**WHAT TO DO**
Rewrite the records from their start through the line containing "[0,194,640,419]", keeping each request, and increase every bounding-box coordinate by 63. Leave the pictures out.

**EXERCISE MATERIALS**

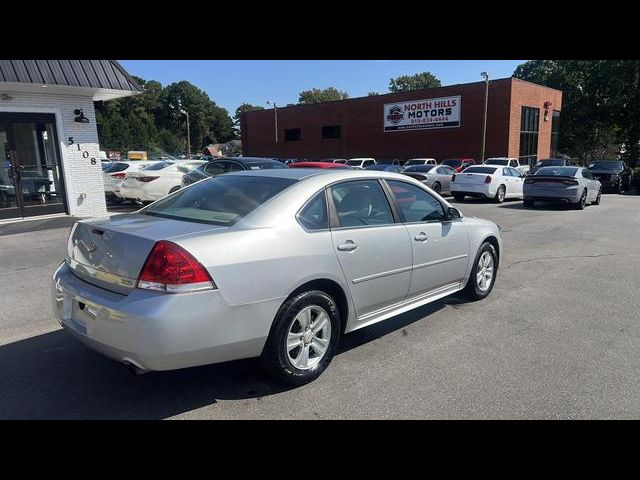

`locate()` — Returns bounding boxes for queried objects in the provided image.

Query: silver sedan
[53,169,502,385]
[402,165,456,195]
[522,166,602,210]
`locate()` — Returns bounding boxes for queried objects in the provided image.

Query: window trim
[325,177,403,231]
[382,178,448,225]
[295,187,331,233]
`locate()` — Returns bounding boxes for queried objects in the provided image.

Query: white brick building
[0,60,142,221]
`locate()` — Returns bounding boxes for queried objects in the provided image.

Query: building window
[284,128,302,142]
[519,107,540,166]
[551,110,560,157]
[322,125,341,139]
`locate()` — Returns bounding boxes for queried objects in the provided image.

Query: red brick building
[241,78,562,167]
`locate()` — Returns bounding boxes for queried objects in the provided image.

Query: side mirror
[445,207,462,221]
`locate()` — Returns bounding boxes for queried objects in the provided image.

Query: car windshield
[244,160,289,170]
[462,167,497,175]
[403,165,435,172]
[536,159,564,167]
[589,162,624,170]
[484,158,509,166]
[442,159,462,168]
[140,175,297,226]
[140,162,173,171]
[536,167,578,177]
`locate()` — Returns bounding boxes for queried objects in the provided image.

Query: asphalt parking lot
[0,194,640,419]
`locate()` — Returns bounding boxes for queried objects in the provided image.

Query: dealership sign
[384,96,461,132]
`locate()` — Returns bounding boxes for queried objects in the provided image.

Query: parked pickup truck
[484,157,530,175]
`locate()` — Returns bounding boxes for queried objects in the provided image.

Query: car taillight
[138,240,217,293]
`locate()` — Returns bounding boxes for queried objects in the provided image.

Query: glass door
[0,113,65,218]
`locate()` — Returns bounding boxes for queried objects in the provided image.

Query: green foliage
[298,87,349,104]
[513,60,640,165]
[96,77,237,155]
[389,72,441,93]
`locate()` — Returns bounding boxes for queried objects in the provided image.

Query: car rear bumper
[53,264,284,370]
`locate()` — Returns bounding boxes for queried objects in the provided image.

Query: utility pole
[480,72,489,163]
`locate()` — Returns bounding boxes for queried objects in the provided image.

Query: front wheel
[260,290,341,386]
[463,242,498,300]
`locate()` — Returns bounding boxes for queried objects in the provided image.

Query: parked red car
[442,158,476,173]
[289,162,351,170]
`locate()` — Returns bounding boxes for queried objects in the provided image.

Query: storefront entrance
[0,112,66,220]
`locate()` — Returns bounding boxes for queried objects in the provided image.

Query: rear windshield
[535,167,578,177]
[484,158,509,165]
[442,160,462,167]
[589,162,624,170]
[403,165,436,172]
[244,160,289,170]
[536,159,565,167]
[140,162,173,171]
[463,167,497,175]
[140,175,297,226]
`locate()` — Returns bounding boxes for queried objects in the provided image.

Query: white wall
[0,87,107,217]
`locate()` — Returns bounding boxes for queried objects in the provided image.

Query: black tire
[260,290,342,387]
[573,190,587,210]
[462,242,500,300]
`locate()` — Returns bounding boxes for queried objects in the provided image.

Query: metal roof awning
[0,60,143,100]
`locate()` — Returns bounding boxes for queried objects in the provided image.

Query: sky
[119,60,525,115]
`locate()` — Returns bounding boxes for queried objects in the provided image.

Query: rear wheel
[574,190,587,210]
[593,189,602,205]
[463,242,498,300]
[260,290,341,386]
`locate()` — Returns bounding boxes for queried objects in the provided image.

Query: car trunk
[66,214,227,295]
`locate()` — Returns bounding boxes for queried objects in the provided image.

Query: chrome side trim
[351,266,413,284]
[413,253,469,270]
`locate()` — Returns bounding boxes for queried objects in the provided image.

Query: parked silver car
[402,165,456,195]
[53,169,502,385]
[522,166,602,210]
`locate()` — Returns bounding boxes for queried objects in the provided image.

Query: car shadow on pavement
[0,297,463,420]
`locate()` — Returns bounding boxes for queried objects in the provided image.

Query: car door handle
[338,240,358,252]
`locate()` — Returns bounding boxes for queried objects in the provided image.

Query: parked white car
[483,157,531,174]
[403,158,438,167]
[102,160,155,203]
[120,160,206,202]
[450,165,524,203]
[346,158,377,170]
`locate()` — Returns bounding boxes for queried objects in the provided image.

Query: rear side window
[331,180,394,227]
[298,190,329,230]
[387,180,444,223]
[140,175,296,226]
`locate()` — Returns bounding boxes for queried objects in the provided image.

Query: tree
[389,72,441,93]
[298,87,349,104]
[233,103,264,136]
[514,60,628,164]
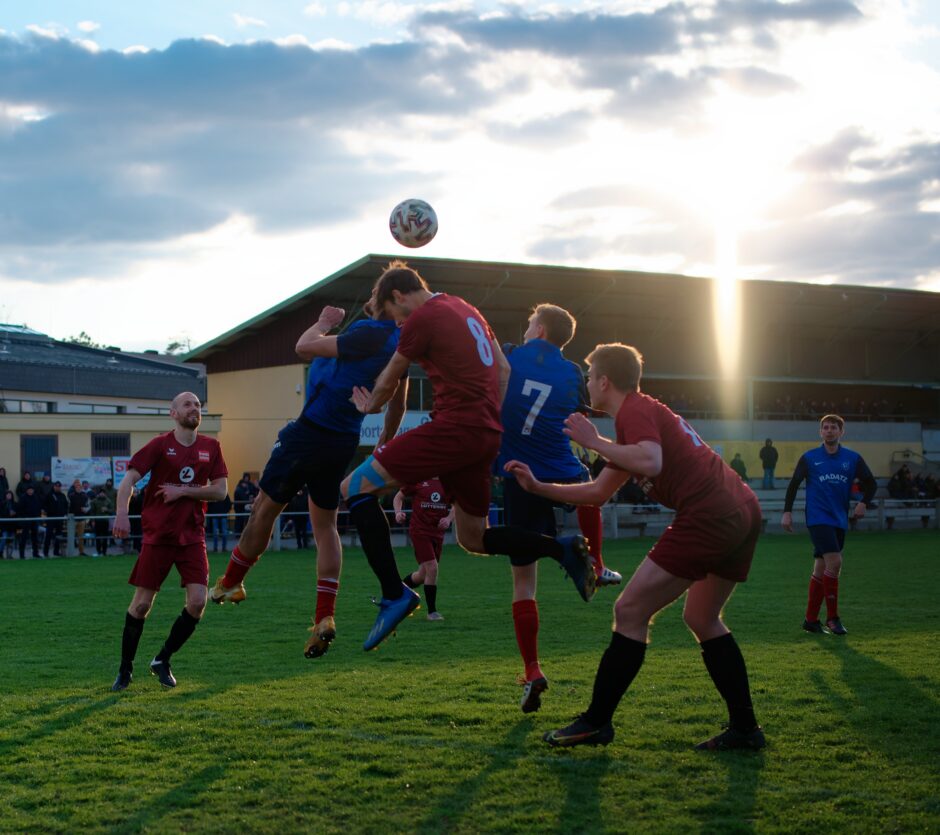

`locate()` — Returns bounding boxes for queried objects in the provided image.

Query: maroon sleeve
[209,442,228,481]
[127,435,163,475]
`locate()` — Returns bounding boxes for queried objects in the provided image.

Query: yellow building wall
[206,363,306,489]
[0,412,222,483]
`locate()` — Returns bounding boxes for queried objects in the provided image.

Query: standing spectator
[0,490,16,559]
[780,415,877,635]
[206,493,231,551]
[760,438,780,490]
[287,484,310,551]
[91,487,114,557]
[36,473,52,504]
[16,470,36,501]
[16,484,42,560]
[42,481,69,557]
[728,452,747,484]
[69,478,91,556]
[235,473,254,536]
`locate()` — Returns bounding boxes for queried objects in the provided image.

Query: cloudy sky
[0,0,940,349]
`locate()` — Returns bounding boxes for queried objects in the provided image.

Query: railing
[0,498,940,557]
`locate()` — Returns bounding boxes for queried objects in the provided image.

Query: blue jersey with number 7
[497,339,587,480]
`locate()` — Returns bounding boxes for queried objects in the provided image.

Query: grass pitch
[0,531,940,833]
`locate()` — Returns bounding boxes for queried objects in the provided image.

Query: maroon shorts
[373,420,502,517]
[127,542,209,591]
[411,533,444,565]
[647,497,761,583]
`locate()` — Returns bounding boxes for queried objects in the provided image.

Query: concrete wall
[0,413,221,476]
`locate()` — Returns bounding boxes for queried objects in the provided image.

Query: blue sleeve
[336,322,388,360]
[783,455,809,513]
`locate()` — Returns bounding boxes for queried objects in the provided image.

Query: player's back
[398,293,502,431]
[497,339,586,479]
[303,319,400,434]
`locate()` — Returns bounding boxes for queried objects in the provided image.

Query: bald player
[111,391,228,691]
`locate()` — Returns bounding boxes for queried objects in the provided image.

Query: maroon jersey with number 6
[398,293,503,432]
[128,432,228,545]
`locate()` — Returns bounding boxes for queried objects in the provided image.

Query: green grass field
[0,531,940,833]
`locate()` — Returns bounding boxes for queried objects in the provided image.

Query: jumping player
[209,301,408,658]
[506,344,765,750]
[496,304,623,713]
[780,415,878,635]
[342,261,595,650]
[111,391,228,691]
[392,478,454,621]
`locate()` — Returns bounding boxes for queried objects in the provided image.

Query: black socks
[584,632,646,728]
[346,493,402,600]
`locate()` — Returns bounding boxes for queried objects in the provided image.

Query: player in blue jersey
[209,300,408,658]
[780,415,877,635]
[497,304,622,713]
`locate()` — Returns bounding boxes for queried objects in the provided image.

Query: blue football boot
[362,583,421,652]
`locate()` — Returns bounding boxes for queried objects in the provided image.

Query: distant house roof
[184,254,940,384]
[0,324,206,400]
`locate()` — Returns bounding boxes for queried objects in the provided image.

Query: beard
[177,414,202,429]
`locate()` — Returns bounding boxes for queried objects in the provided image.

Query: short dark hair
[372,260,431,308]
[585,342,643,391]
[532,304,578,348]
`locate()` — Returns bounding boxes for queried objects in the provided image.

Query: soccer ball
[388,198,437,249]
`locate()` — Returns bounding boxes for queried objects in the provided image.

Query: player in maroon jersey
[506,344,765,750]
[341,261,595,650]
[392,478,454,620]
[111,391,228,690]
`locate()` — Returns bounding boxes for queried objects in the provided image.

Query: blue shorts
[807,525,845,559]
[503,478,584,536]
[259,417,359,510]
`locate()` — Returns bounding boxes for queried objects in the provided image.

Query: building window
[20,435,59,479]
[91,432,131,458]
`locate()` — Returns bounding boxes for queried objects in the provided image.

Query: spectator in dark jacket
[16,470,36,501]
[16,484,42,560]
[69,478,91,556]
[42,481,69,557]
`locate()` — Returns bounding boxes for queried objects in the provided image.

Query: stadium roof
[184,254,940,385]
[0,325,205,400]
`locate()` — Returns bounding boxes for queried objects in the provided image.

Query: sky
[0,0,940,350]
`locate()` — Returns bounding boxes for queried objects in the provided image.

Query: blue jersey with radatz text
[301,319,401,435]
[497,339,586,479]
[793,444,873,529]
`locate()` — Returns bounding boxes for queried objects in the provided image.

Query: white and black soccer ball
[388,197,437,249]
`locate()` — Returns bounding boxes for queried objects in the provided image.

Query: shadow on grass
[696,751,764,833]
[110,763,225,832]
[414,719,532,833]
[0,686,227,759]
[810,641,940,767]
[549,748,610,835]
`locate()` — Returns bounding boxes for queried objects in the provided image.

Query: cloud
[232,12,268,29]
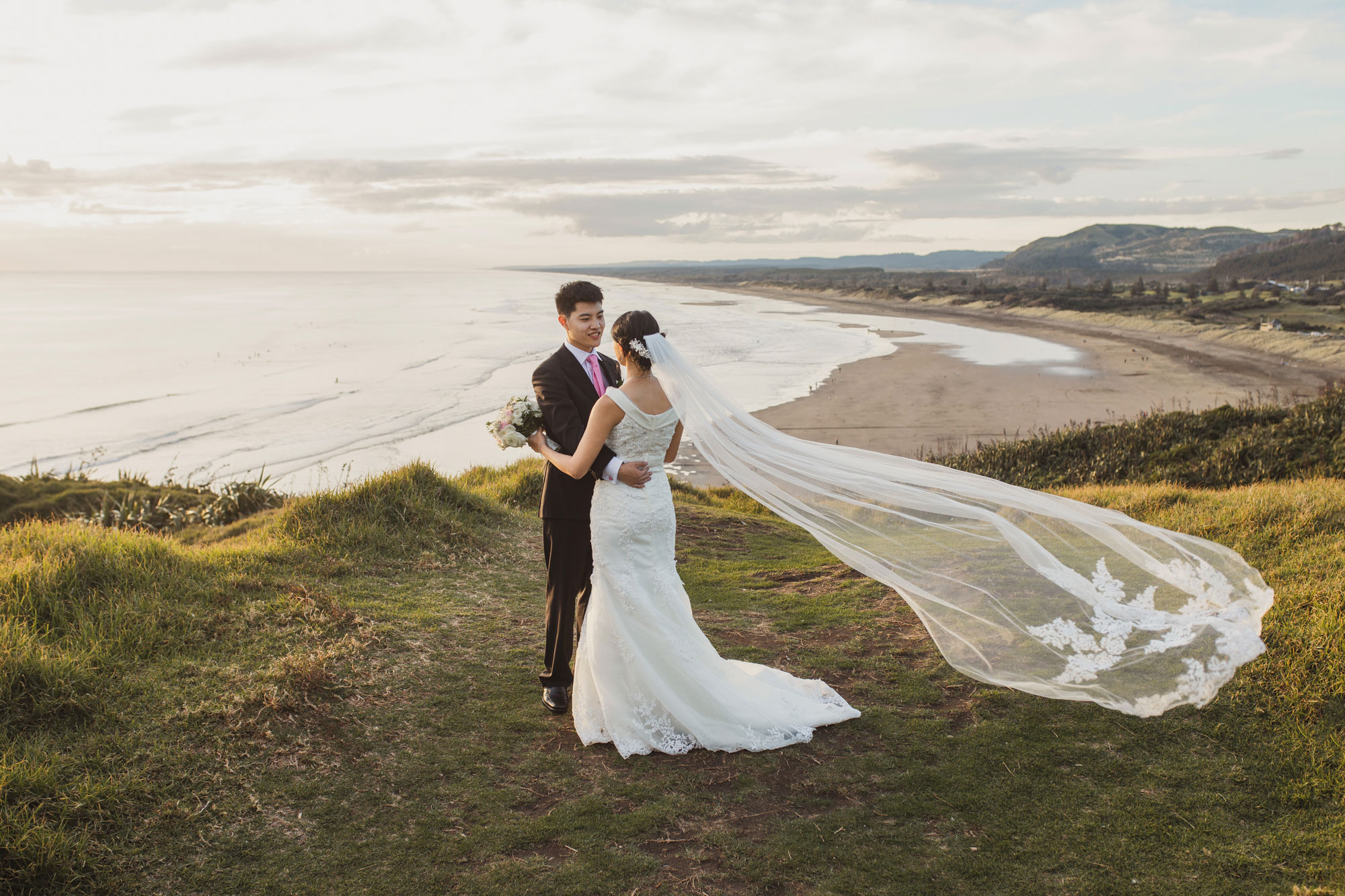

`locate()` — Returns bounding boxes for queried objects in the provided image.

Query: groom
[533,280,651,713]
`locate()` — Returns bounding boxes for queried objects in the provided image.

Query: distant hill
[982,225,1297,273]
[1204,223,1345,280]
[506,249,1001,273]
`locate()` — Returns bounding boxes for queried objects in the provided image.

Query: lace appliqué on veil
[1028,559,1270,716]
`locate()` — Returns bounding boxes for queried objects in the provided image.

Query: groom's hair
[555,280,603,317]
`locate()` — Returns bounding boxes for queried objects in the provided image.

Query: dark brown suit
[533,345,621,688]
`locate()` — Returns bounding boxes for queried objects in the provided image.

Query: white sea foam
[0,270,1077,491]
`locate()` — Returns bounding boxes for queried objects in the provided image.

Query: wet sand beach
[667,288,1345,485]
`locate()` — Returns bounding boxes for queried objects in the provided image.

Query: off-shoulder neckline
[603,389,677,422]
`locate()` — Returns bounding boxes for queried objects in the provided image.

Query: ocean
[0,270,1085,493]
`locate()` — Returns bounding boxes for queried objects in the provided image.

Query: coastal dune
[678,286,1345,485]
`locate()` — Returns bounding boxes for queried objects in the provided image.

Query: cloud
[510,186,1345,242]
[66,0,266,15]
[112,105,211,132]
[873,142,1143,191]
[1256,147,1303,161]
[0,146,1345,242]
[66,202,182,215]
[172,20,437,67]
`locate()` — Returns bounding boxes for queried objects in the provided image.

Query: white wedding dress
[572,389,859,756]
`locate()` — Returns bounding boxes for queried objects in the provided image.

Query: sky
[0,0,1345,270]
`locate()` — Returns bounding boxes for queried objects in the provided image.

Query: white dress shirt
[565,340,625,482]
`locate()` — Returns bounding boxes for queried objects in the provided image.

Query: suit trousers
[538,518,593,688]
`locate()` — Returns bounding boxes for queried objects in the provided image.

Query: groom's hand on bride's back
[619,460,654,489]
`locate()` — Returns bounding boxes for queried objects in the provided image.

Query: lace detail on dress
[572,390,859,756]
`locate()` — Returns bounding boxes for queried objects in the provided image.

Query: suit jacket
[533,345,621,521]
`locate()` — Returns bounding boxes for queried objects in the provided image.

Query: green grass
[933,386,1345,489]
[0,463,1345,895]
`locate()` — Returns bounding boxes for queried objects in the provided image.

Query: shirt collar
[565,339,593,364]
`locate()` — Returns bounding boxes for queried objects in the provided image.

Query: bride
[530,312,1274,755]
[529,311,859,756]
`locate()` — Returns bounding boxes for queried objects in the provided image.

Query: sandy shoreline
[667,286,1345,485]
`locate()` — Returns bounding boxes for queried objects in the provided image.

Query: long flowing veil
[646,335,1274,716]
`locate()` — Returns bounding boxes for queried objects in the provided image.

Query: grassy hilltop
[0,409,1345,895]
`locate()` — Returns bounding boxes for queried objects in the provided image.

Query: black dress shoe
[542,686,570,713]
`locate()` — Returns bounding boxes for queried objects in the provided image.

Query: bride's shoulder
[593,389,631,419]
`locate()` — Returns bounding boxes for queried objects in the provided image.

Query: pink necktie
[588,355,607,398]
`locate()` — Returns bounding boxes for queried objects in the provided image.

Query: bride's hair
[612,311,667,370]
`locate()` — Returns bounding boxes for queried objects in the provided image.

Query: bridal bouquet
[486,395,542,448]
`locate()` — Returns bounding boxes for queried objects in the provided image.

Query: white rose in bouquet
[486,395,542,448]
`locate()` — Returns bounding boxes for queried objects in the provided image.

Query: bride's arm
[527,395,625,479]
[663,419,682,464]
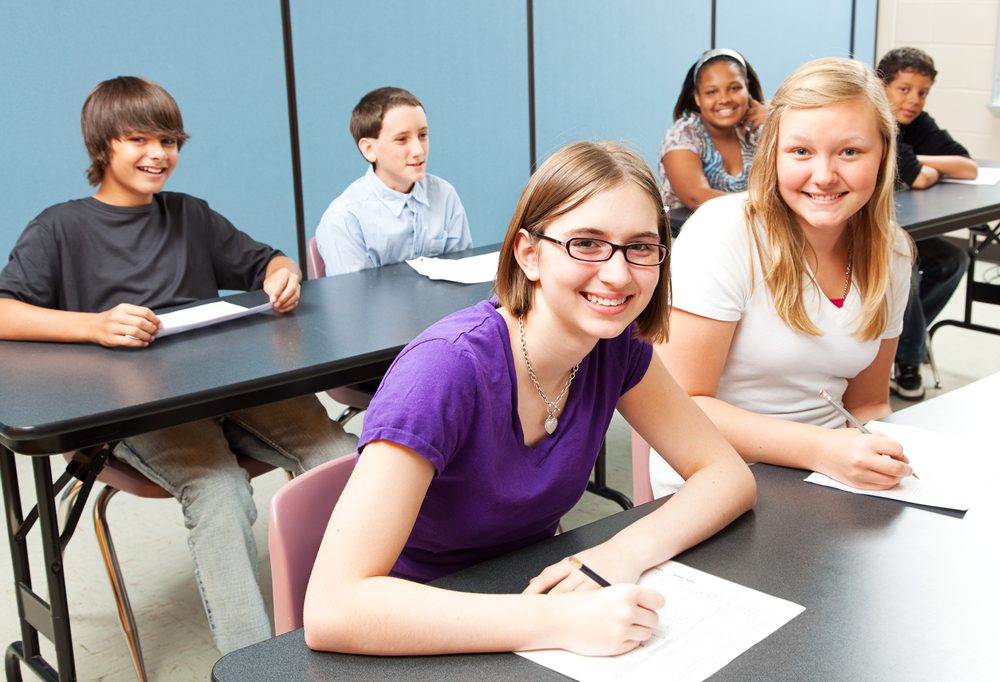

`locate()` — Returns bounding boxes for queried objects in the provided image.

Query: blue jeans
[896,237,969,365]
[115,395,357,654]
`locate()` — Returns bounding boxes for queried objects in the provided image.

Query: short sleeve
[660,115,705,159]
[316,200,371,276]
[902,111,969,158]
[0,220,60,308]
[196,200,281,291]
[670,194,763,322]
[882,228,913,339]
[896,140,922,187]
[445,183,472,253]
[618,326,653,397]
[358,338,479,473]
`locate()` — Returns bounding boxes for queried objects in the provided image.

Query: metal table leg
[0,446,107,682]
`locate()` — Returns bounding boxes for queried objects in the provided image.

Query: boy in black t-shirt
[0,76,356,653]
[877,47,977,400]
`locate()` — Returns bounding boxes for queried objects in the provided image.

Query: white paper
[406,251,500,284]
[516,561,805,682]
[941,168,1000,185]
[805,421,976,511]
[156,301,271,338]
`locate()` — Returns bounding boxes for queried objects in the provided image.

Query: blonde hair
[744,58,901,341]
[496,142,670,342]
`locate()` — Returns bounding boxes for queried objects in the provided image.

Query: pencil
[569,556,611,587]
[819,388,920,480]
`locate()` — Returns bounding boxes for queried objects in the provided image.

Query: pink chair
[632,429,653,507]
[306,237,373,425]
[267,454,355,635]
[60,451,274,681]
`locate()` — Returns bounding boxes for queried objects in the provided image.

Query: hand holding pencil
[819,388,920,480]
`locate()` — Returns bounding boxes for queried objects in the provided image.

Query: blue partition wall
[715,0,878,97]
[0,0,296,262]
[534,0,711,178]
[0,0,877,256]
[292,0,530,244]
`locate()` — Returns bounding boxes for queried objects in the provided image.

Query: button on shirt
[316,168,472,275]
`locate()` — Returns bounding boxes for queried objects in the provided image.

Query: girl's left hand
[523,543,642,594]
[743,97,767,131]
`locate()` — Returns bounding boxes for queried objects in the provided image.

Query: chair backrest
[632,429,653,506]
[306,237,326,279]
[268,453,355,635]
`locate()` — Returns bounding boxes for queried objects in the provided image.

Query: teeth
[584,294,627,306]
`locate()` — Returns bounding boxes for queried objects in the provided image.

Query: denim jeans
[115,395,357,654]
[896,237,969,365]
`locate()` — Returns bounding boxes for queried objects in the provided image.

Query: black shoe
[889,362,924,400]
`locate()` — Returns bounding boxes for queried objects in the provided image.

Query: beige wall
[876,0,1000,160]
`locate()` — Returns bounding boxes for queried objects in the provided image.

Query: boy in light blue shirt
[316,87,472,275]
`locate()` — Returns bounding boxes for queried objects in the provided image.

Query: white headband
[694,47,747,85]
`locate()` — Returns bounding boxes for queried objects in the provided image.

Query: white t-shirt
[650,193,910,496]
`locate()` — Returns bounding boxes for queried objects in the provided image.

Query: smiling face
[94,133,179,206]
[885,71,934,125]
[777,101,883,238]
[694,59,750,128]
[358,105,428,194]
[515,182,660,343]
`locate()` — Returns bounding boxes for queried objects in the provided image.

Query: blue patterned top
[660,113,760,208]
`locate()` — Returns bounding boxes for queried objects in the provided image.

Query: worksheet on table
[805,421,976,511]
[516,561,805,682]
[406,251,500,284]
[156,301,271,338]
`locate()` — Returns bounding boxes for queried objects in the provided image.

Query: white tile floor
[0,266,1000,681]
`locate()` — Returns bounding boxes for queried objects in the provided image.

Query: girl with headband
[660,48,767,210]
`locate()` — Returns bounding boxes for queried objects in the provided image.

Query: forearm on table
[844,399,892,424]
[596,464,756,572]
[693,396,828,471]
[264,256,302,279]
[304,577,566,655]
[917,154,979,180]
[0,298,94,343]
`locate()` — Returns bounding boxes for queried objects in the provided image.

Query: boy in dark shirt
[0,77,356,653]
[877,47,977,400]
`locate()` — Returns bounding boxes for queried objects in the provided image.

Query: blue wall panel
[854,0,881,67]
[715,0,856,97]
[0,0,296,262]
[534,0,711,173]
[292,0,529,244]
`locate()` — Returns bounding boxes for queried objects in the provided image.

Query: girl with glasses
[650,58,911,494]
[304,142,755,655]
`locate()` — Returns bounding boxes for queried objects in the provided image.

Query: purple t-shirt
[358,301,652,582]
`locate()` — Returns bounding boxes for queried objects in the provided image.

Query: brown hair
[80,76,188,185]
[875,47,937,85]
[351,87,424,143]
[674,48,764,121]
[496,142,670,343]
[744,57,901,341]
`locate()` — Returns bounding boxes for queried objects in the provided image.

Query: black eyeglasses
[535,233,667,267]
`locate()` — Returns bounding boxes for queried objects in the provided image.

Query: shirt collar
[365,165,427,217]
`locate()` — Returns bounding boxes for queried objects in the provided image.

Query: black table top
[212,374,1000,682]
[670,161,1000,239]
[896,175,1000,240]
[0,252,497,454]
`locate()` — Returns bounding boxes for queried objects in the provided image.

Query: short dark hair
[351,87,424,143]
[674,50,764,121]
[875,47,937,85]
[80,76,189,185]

**THE SOLUTION**
`locate()` — Returns bounding boxes for queried objects in the provided image.

Query: silver sedan
[116,232,565,448]
[465,228,519,258]
[585,229,665,273]
`locate()` — Returns bounding boxes for queried objects in the provided image.

Query: window trim
[388,240,466,294]
[445,241,511,288]
[358,250,394,296]
`locate()` — Returns bounding boxes for queried objects in the provided image.

Query: white brick building
[63,123,205,284]
`locate()` — Returns bounding boxes for queried objects in the provided image.

Query: building window
[347,191,365,205]
[582,170,603,229]
[614,173,623,220]
[385,188,404,202]
`locate()` — Returns bounding boxes for queried objects in the provided image.

Query: red brick building
[304,141,625,230]
`locate()` — Returns bounding boxes for queried objects in the provided image.

Query: side mirror
[508,270,525,284]
`locate()` — Returns bounding boxes for queried objects in the provided image.

Query: car windshield
[307,223,352,233]
[525,230,560,238]
[466,228,498,235]
[599,222,627,230]
[652,225,687,233]
[547,221,572,229]
[505,222,525,231]
[203,238,360,289]
[203,225,236,234]
[599,230,641,240]
`locate()` — Returns bounding boxes for queried objects in the provided image.

Query: asphalt parking lot
[63,257,703,482]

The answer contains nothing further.